EXERCISE OBJECTIVE: Output the data below line for line, exactly, up to and including the line where "point: tire track" appears.

─── SOURCE MATERIAL

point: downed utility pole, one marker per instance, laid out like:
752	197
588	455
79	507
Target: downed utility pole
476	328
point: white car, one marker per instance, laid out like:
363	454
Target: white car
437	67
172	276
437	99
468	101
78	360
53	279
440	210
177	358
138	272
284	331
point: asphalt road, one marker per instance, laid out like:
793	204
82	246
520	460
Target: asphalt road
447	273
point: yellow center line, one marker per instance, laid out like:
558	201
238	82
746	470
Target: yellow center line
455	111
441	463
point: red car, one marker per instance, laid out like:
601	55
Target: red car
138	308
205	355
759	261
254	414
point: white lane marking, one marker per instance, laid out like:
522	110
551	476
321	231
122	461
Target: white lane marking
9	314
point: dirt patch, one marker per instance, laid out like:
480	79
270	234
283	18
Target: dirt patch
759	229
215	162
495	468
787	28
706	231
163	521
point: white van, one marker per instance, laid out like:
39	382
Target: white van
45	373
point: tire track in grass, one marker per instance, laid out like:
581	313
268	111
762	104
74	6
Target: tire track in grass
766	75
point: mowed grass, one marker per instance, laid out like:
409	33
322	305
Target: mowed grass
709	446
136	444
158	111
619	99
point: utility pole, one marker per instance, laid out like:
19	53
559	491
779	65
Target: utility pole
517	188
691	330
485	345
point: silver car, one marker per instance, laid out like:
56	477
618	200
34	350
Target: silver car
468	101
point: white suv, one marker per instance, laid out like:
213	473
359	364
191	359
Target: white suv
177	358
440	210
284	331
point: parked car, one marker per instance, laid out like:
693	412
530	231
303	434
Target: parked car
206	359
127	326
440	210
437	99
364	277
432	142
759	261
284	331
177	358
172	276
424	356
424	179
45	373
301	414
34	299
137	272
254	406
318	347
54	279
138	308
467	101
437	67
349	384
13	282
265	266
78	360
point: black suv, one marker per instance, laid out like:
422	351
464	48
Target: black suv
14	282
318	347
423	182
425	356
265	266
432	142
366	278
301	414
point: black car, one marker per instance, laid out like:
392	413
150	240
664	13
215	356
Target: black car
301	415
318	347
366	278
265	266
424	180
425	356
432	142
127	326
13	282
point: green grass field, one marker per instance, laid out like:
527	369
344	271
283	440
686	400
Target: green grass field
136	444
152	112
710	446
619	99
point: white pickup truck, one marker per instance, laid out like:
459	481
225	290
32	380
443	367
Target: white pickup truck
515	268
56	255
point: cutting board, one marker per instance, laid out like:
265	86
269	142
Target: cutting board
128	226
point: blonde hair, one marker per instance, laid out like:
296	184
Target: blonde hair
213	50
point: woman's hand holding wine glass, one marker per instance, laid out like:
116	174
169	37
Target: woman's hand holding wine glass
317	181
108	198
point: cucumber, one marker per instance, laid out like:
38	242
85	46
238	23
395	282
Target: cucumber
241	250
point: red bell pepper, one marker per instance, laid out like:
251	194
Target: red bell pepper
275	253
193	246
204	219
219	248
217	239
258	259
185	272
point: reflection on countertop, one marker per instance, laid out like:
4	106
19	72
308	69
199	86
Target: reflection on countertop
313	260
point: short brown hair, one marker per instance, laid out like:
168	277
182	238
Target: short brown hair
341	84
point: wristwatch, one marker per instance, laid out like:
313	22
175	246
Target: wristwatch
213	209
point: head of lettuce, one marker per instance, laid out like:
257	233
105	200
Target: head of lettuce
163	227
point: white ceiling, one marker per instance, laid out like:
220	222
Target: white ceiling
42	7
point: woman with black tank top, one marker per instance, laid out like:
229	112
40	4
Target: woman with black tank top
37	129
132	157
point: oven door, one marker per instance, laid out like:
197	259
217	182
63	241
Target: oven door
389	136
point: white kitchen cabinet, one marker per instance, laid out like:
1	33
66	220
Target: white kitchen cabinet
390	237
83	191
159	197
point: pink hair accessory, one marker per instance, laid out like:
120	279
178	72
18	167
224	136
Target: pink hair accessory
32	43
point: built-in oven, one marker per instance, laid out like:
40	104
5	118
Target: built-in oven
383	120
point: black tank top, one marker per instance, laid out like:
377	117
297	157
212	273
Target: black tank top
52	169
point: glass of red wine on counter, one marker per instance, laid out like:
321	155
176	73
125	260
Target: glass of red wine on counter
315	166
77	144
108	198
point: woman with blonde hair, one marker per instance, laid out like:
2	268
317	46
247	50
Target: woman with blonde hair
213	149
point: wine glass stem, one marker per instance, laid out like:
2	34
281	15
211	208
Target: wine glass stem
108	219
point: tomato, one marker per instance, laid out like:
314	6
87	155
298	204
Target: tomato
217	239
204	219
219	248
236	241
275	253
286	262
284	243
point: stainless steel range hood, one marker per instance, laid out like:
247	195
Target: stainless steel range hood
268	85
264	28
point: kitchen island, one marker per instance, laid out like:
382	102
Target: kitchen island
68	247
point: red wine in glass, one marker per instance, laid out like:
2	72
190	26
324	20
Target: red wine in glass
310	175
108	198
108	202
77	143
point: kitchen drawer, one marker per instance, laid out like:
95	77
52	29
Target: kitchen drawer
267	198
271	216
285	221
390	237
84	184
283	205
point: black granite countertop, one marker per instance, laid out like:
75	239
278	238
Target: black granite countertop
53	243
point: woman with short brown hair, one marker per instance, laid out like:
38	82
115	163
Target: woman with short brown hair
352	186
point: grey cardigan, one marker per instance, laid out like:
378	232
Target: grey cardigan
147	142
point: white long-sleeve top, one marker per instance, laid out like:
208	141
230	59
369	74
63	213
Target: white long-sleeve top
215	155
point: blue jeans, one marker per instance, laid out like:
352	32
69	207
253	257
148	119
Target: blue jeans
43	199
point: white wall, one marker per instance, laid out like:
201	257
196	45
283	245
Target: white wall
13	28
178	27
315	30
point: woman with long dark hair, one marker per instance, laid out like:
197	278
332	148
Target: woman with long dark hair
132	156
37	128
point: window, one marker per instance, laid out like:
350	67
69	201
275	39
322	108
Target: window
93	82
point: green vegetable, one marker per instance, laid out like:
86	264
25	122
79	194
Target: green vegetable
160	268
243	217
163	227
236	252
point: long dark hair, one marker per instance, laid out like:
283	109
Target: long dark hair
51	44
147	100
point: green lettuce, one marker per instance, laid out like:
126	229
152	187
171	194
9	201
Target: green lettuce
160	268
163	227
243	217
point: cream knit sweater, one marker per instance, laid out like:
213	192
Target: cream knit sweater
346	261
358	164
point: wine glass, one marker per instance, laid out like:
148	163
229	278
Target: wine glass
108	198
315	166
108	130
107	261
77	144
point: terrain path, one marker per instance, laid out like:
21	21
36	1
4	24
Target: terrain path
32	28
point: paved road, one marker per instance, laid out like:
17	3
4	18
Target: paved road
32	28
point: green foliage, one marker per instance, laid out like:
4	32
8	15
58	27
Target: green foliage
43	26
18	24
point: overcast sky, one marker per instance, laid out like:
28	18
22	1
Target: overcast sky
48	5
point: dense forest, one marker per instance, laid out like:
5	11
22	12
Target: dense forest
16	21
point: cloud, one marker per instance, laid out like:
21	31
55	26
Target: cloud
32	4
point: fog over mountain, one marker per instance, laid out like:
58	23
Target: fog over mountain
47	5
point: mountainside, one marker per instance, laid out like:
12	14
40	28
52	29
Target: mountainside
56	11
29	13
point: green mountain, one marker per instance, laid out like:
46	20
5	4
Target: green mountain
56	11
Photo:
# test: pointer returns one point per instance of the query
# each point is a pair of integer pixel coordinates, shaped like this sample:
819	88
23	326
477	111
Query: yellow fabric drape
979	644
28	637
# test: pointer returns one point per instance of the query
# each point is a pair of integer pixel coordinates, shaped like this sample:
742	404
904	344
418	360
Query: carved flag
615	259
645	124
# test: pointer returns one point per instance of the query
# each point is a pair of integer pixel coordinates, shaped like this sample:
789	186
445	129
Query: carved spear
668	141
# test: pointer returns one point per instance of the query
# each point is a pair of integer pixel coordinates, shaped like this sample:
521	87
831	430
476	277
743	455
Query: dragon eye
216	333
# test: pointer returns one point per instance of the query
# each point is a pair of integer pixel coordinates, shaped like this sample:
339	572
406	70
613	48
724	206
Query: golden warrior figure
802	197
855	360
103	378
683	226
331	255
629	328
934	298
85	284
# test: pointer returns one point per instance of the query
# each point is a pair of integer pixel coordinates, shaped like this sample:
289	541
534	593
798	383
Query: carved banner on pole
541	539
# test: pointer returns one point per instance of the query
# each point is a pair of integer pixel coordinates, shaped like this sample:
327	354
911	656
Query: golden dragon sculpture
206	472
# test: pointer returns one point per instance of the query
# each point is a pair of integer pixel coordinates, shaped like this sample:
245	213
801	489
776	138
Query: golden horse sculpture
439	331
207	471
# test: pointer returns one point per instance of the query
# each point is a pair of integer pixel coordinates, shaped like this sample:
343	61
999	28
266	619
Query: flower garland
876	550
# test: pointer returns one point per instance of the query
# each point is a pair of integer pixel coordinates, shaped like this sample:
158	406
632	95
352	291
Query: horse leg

──────

RESULT OF THIS TASK:
point: downed utility pole, one marker per instance, laid out like:
752	197
588	455
79	507
Target: downed utility pole
476	328
point: white car, one marker per instance, laid out like:
363	454
Target: white car
437	67
172	276
437	99
468	101
78	360
53	279
440	210
177	358
138	272
284	331
point: asphalt road, one marker per instance, laid out like:
793	204
82	246
520	460
Target: asphalt road
447	273
point: yellow center line, one marker per instance, laid out like:
558	201
238	82
746	470
Target: yellow center line
455	111
441	463
point: red car, one marker per instance, laid out like:
601	55
Target: red car
138	308
205	355
759	261
254	414
point: white lane marking, one marker per instance, laid out like:
522	110
551	476
321	231
122	461
Target: white lane marking
9	314
point: dirt patch, one marker per instance, laid out like:
480	79
270	234
283	18
Target: dirt patch
759	229
215	162
495	468
787	28
706	231
163	521
point: white van, one marker per instance, laid out like:
39	382
Target: white van
45	373
point: tire track in grass, one marker per instance, laid out like:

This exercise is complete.